Referring expression pointing data
++++++++++++++++++++
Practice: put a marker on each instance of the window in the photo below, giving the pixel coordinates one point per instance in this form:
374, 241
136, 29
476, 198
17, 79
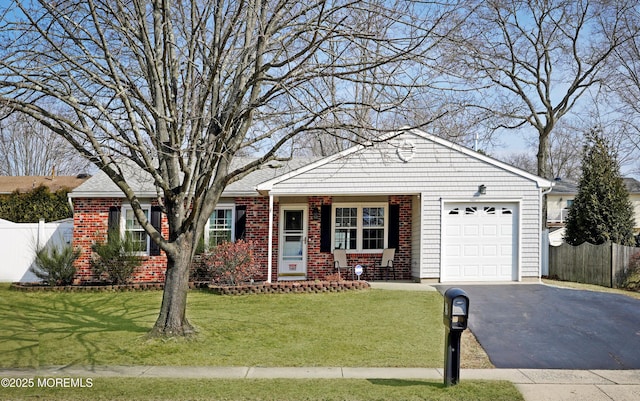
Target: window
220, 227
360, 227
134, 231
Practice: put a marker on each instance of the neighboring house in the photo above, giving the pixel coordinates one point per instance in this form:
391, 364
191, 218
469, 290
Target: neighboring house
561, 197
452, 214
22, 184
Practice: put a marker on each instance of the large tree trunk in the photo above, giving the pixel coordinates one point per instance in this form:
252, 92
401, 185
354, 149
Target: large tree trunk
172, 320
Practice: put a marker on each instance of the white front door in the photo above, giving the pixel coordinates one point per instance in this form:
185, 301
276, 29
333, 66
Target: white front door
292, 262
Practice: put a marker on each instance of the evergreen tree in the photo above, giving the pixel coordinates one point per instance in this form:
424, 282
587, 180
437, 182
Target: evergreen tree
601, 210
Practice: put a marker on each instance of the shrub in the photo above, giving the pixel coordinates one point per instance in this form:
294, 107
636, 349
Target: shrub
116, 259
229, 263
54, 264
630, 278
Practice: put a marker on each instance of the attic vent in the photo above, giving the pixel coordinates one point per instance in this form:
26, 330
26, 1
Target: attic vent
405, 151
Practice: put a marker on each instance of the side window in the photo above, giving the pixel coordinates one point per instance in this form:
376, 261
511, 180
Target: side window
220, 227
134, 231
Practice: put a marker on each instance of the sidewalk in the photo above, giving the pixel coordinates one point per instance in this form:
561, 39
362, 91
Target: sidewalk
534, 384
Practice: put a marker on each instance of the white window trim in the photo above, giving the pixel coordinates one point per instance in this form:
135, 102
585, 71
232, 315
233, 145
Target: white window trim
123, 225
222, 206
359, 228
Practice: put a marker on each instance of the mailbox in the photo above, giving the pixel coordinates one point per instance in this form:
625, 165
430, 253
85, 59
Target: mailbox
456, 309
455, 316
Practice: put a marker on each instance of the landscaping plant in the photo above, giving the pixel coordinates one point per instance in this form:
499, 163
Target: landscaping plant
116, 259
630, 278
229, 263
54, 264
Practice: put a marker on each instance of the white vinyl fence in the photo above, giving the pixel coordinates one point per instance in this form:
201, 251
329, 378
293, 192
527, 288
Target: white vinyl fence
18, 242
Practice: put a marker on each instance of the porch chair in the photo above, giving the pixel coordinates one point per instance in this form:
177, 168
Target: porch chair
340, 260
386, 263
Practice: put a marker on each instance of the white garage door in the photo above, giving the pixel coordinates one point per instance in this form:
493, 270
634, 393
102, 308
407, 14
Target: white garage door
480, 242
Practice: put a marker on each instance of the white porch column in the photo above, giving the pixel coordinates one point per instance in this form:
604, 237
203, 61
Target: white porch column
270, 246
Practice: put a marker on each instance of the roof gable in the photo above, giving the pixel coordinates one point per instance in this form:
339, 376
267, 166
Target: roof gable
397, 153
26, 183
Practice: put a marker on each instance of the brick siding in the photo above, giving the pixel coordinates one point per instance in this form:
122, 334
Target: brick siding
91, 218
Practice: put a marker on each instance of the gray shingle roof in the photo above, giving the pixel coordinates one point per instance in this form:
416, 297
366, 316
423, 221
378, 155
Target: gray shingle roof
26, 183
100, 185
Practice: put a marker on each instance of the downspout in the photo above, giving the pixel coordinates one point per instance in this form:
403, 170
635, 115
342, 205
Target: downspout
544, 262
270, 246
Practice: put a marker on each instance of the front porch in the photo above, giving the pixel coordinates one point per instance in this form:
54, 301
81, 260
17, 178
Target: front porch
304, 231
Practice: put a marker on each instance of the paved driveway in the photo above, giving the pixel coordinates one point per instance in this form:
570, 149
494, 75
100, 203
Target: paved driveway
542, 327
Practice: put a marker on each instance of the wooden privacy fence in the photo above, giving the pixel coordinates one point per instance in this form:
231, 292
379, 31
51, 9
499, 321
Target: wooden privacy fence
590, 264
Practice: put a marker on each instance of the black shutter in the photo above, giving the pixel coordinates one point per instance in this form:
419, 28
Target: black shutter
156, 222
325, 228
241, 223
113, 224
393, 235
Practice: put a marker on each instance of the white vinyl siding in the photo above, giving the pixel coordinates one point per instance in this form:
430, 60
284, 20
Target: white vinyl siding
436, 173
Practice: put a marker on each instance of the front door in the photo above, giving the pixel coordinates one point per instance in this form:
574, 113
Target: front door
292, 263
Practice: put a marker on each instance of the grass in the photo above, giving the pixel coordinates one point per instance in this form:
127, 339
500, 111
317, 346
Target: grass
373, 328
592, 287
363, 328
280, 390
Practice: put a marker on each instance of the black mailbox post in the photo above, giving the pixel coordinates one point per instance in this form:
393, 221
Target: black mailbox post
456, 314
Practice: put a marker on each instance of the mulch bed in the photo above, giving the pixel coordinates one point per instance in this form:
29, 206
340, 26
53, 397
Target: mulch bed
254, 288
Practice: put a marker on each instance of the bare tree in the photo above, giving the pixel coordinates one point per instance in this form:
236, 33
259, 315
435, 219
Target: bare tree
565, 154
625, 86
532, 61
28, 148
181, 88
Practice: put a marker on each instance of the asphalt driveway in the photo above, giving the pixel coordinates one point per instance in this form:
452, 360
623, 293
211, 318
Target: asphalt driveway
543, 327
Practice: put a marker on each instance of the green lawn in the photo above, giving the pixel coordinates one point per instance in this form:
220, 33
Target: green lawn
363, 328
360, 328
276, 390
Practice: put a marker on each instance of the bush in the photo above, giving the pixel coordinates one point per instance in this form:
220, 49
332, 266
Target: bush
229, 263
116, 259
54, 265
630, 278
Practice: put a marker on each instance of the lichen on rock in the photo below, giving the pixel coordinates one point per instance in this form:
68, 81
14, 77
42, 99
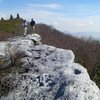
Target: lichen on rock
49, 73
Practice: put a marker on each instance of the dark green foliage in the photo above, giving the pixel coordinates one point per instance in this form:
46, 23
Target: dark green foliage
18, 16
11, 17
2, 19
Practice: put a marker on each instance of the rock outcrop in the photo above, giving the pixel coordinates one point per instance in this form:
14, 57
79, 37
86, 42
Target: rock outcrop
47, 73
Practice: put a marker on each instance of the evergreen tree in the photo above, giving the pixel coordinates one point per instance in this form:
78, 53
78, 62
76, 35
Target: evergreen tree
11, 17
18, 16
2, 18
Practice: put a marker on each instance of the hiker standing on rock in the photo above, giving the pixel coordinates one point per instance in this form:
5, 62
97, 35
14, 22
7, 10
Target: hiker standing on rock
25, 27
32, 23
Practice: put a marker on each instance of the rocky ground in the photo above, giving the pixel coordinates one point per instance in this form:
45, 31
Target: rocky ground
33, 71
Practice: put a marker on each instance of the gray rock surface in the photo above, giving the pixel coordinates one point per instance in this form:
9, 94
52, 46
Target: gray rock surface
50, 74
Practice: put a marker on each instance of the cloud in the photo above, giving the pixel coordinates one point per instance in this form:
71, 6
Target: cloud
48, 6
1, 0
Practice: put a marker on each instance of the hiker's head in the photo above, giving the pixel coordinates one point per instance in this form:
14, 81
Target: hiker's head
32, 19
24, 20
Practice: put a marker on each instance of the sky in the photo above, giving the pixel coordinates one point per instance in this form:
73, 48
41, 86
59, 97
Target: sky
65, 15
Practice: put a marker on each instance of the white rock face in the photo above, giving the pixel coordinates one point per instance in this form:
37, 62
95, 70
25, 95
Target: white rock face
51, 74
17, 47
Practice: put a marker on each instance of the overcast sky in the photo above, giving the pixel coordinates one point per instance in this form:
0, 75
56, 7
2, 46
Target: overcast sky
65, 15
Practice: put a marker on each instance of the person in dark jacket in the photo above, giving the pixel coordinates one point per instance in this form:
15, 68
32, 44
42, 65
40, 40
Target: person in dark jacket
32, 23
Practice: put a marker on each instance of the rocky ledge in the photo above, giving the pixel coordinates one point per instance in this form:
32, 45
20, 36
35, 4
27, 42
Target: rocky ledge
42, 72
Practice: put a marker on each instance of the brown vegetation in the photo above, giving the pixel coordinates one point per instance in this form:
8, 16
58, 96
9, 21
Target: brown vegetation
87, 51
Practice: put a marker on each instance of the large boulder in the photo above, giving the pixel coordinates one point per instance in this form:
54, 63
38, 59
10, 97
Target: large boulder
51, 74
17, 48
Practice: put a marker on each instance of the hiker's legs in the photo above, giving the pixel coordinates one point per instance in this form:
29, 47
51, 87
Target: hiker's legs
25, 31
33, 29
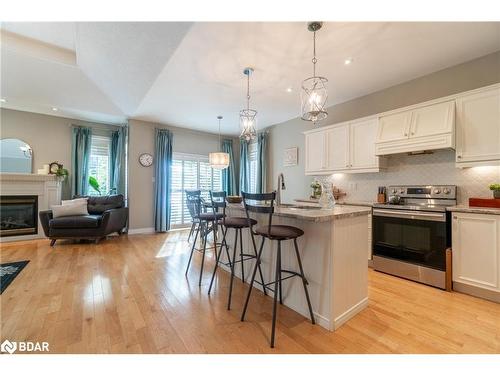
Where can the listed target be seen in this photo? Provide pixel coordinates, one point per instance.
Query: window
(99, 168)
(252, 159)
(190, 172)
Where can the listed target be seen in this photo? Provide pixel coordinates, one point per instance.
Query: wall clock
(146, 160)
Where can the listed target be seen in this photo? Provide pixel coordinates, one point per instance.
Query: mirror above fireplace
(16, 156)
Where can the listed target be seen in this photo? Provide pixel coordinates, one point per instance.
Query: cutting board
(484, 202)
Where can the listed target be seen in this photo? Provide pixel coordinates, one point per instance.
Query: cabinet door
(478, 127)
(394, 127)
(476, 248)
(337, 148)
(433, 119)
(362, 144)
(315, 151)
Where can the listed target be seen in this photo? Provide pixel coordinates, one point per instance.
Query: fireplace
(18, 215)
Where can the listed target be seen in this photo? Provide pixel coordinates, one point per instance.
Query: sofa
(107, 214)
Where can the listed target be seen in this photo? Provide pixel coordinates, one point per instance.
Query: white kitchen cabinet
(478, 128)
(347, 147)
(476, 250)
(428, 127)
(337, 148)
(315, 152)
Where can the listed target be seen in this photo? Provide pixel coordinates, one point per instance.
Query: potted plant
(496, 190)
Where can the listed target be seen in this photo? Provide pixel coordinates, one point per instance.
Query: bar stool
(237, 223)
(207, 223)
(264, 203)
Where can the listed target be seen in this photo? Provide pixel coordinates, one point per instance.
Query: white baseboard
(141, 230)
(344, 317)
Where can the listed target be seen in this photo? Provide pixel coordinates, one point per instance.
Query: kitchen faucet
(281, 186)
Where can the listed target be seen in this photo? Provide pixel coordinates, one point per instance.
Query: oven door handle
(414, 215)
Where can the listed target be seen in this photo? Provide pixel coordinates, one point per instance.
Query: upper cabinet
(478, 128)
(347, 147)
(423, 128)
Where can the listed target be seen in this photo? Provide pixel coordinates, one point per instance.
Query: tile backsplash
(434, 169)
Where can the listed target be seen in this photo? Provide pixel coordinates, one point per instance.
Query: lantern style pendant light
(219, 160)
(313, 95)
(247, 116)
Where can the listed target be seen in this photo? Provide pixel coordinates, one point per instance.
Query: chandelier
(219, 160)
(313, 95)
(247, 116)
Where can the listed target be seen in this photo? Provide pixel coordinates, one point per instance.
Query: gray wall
++++++++++++++++++++
• _Requirement_
The count, and nothing else: how many lines of the entries contain the word "below"?

• _Output of the task_
2